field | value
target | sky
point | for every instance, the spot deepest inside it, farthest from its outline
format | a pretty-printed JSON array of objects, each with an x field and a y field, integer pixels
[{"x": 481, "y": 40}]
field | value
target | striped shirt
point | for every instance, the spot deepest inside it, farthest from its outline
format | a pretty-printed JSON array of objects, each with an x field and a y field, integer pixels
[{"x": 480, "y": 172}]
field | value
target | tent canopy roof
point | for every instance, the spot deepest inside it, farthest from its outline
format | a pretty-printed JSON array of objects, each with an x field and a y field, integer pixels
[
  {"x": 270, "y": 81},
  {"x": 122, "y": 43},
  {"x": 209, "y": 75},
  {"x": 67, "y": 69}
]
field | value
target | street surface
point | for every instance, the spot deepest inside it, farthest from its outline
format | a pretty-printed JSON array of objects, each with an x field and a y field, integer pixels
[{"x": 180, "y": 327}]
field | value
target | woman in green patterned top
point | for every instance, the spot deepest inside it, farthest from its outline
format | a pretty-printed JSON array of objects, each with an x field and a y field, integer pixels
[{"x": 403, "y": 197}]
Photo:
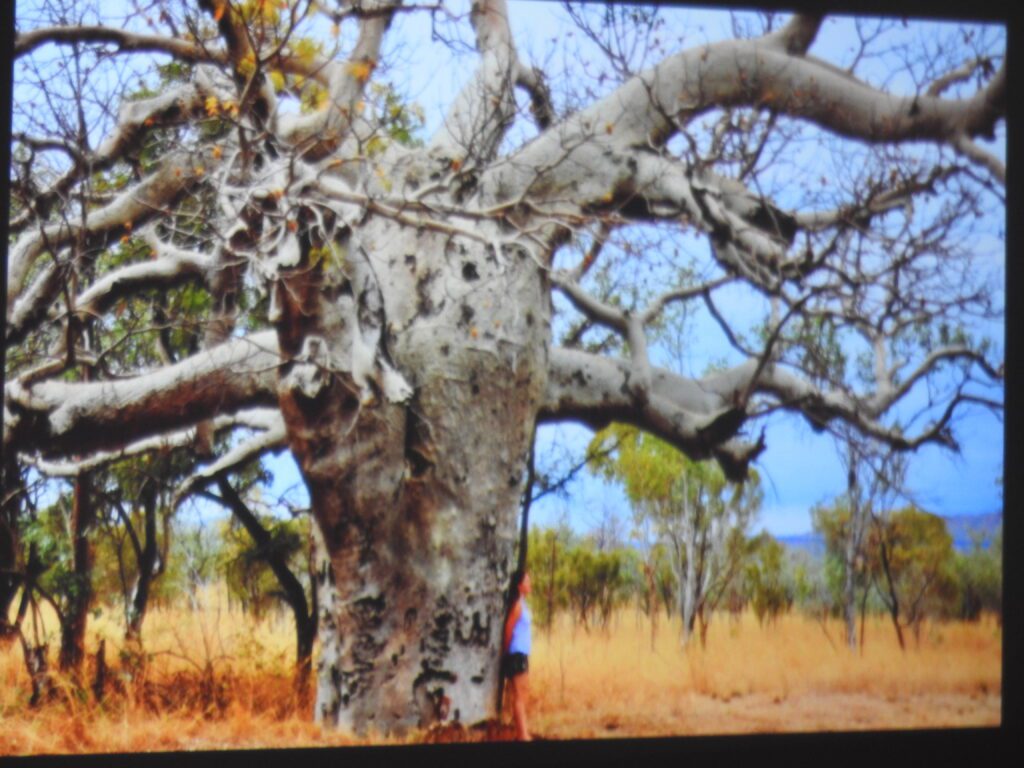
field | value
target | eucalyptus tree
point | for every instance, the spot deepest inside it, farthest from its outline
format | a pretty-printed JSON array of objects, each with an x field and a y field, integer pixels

__GOAL OF THE EXERCISE__. Turn every line of the material above into a JSON list of strings, one string for each line, skipping blank lines. Leave the pictures out of the list.

__RESULT__.
[
  "field | value",
  "target | sky",
  "point | for every instance, the spot deepest inside it, farthest from its outline",
  "format | a pretty-printed JSON array of objects, each with an x field and a y field, integer pixels",
  "[{\"x\": 481, \"y\": 40}]",
  "field | value",
  "target | striped shirt",
  "point | for every instance, the spot deepest inside it, farthest from its outline",
  "format | a pretty-printed JSON array of objects, each with an x field and a y field, integer pixels",
  "[{\"x\": 480, \"y\": 172}]",
  "field | value",
  "target | tent canopy roof",
  "point | for every instance, the spot deepest inside it, farthest from its outline",
  "format | a pretty-printed JSON array of objects, each with an x field and a y field, integer pixels",
  "[",
  "  {\"x\": 270, \"y\": 81},",
  "  {\"x\": 122, \"y\": 43},",
  "  {\"x\": 209, \"y\": 75},",
  "  {\"x\": 67, \"y\": 69}",
  "]",
  "field | value",
  "target | street surface",
  "point | for every instance, the spot deepest inside it, farthest from its outline",
  "format | a pretty-printed JSON array of objects, each with an x field and a y field, integer pixels",
  "[{\"x\": 180, \"y\": 327}]",
  "field | value",
  "target | woman in green patterned top",
  "point | for every instance, the spot deepest inside it, farthest from its outline",
  "format | a pretty-printed JSON array of objects, each with an x field and a y field, integer pixels",
  "[{\"x\": 403, \"y\": 197}]",
  "Photo:",
  "field | value",
  "target | eucalyptus tree",
  "point | for every instance, the spot deepest inside it, farthest from its outline",
  "format | a pretty-printed JSON array of objects, each with an x field and a y field, integer pixels"
]